[begin Provided data]
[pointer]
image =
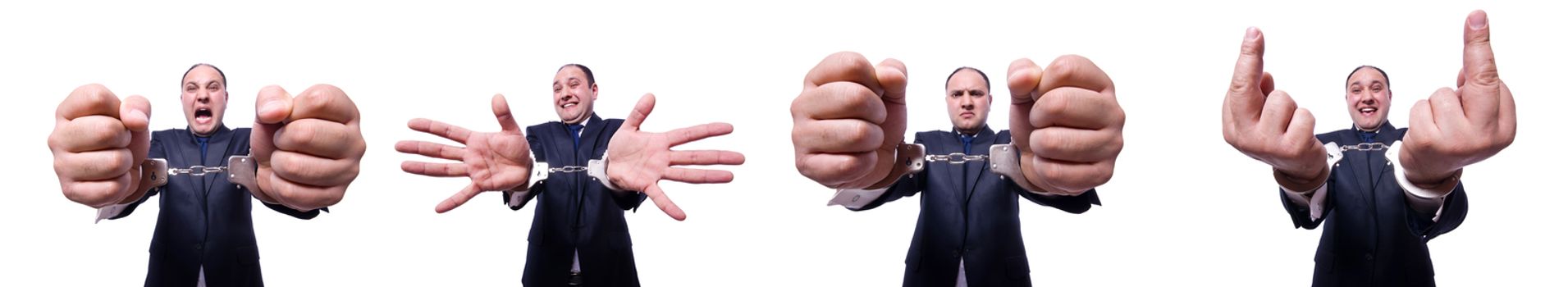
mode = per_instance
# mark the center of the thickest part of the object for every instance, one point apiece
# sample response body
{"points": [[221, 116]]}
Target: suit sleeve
{"points": [[516, 199], [1454, 209]]}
[end Provided data]
> **Set problem**: Render each line of the data above as a JSON list of strings, one string per line, skipping blank lines. Omit the picture from your answer.

> **Expected answer**:
[
  "[pointer]",
  "image =",
  "mode = per_instance",
  "# mark the center of the thickest part of the object for every instance, one point apiece",
  "# sample response body",
  "{\"points\": [[221, 116]]}",
  "Target: suit sleeve",
  "{\"points\": [[516, 199], [1454, 209]]}"
]